» **Task requirements**
Every line of the listing is returned unchanged, and every picture is dropped.
======== Exercise data
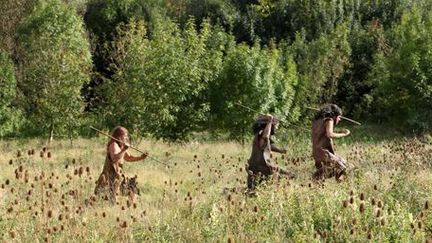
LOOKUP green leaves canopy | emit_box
[100,19,222,140]
[17,0,92,137]
[0,52,22,136]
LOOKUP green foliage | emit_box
[369,7,432,132]
[0,52,22,137]
[210,41,299,140]
[84,0,162,37]
[3,0,432,138]
[288,23,351,112]
[250,0,347,43]
[16,0,92,138]
[0,0,37,53]
[99,19,222,140]
[183,0,239,29]
[335,21,388,119]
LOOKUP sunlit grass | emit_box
[1,130,432,241]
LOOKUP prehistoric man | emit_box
[312,104,353,181]
[94,126,148,203]
[246,114,296,193]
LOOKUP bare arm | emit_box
[124,151,148,162]
[325,119,350,139]
[259,115,273,148]
[270,143,287,154]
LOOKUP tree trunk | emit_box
[68,120,73,147]
[49,125,54,145]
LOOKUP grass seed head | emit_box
[378,201,383,208]
[380,218,386,226]
[360,202,365,213]
[376,209,382,217]
[343,200,348,208]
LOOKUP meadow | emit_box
[1,126,432,242]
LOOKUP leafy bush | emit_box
[0,52,22,136]
[16,0,92,140]
[369,7,432,132]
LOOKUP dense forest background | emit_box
[1,0,431,141]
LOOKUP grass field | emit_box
[1,127,432,242]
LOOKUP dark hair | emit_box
[314,104,342,121]
[252,116,278,135]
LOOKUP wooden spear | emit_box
[90,126,170,167]
[304,106,361,125]
[234,101,309,132]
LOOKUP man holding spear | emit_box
[246,114,296,194]
[311,104,355,181]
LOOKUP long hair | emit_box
[252,115,279,135]
[314,104,342,121]
[107,126,128,149]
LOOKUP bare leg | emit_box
[270,164,296,179]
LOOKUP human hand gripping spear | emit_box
[90,126,170,167]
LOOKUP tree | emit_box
[182,0,239,30]
[99,19,223,140]
[369,7,432,132]
[288,24,351,114]
[335,20,388,118]
[209,41,298,140]
[0,52,22,137]
[17,0,92,142]
[0,0,37,54]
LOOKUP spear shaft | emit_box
[234,101,309,132]
[90,126,169,167]
[304,107,362,125]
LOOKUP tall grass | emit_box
[1,129,432,242]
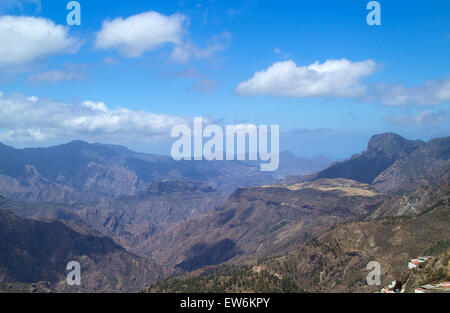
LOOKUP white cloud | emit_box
[236,59,376,98]
[0,15,80,68]
[95,11,185,57]
[372,77,450,106]
[0,93,194,144]
[95,11,229,62]
[0,128,50,143]
[82,100,108,113]
[385,110,447,128]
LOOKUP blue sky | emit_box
[0,0,449,158]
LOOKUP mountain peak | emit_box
[367,133,423,157]
[313,133,427,184]
[65,140,91,147]
[368,133,405,148]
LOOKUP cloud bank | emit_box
[373,77,450,106]
[236,59,450,109]
[0,15,80,68]
[95,11,185,58]
[0,92,193,144]
[236,59,376,98]
[385,110,448,128]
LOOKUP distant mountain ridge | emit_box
[0,141,330,204]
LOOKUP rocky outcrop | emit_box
[314,133,424,184]
[372,137,449,193]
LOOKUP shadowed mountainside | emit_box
[0,209,165,293]
[314,133,423,184]
[0,180,227,253]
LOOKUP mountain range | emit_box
[0,133,448,293]
[0,141,331,204]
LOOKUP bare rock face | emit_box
[0,164,81,203]
[147,180,216,194]
[372,137,450,193]
[77,180,227,251]
[366,133,423,157]
[313,133,424,184]
[370,167,449,218]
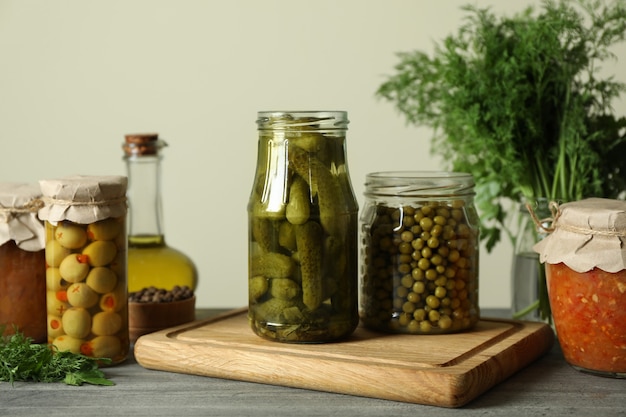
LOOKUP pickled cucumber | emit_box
[251,217,274,253]
[286,176,310,225]
[270,278,301,301]
[295,221,324,310]
[249,275,269,301]
[288,145,344,238]
[278,221,296,251]
[250,252,294,279]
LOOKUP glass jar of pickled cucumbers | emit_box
[0,183,47,343]
[360,171,480,334]
[38,175,129,365]
[248,111,359,343]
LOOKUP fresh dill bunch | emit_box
[376,0,626,252]
[0,326,114,386]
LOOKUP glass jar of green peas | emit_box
[247,111,359,343]
[360,171,480,334]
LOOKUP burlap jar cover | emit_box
[533,197,626,272]
[38,175,127,225]
[0,182,45,251]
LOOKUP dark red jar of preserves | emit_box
================
» **Task response**
LOOKUP green leaves canopy | emit_box
[100,19,222,140]
[17,0,92,137]
[0,52,22,136]
LOOKUP green foliage | emit_box
[369,7,432,132]
[0,52,22,137]
[210,41,299,140]
[84,0,162,37]
[3,0,432,138]
[288,23,351,112]
[250,0,347,43]
[16,0,92,138]
[0,0,37,53]
[99,19,222,140]
[183,0,239,29]
[335,21,388,119]
LOOKUP sunlit grass | emit_box
[1,130,432,241]
LOOKUP prehistoric man | emit_box
[312,104,353,181]
[94,126,148,203]
[246,114,296,193]
LOOKUP bare arm | emit_box
[124,151,148,162]
[325,119,350,139]
[259,115,273,148]
[270,143,287,154]
LOOKUP tree trunk | emit_box
[68,120,73,147]
[49,125,54,145]
LOOKUP grass seed head | emit_box
[378,201,383,208]
[380,218,386,226]
[360,202,365,213]
[376,209,382,217]
[343,200,348,208]
LOOKUP meadow | emit_box
[1,126,432,242]
LOOKUP leafy bush | emit_box
[0,52,22,136]
[16,0,92,140]
[369,7,432,132]
LOOKUP dense forest background | emit_box
[1,0,431,141]
LOOKUP grass field | emit_box
[1,127,432,242]
LOOKUP dark hair | emit_box
[314,104,342,121]
[252,116,278,135]
LOOKUP wooden spear | emit_box
[90,126,170,167]
[304,106,361,125]
[234,101,309,132]
LOOKUP man holding spear | emit_box
[246,114,296,194]
[311,104,355,181]
LOOKUP long hair | emit_box
[252,115,279,135]
[314,104,342,121]
[107,126,128,149]
LOOKUP bare leg | emit_box
[270,164,296,179]
LOOKUP human hand gripping spear | emit_box
[90,126,170,167]
LOOKUP tree | emit_box
[182,0,239,30]
[99,19,223,140]
[369,7,432,132]
[288,24,351,114]
[335,20,388,118]
[209,41,298,140]
[0,52,22,137]
[17,0,92,142]
[0,0,37,54]
LOOKUP spear shaft | emit_box
[234,101,309,132]
[90,126,169,167]
[304,107,362,125]
LOOKUP tall grass | emit_box
[1,129,432,242]
LOOKUP white cloud | emit_box
[236,59,376,98]
[0,15,80,68]
[95,11,185,57]
[372,77,450,106]
[0,93,194,144]
[95,11,229,62]
[0,128,50,143]
[82,100,108,113]
[385,110,447,128]
LOOKUP blue sky | emit_box
[0,0,449,158]
LOOKUP mountain peak | emit_box
[367,133,423,157]
[313,133,427,184]
[65,140,91,147]
[368,133,405,148]
LOOKUP cloud bank | emit_box
[373,77,450,106]
[236,59,450,109]
[0,15,80,68]
[95,11,185,58]
[0,92,193,144]
[236,59,376,98]
[385,110,448,128]
LOOKUP distant mountain ridge | emit_box
[0,141,330,204]
LOOKUP rocky outcrop | emit_box
[314,133,424,184]
[372,137,449,193]
LOOKUP shadowed mountainside | emit_box
[0,209,165,293]
[314,133,423,184]
[0,180,227,253]
LOOKUP mountain range | emit_box
[0,133,448,293]
[0,141,331,204]
LOOKUP bare rock face | emit_box
[0,164,81,203]
[147,180,216,194]
[372,137,450,193]
[77,180,227,251]
[366,133,423,157]
[313,133,424,184]
[370,167,449,218]
LOOKUP pickled cucumber | emit_box
[251,217,274,253]
[286,176,310,225]
[270,278,301,301]
[295,221,324,310]
[249,275,269,301]
[288,145,344,238]
[278,221,296,251]
[250,252,294,279]
LOOKUP glass jar of pickled cucumbers | emit_box
[0,183,47,343]
[360,171,480,334]
[38,175,129,365]
[248,111,359,343]
LOOKUP fresh dill bunch | emit_box
[376,0,626,252]
[0,326,114,386]
LOOKUP glass jar of green peas | emit_box
[247,111,359,343]
[360,171,480,334]
LOOKUP burlap jar cover | emit_box
[533,197,626,272]
[38,175,127,225]
[0,182,45,251]
LOOKUP dark red jar of preserves | emit_box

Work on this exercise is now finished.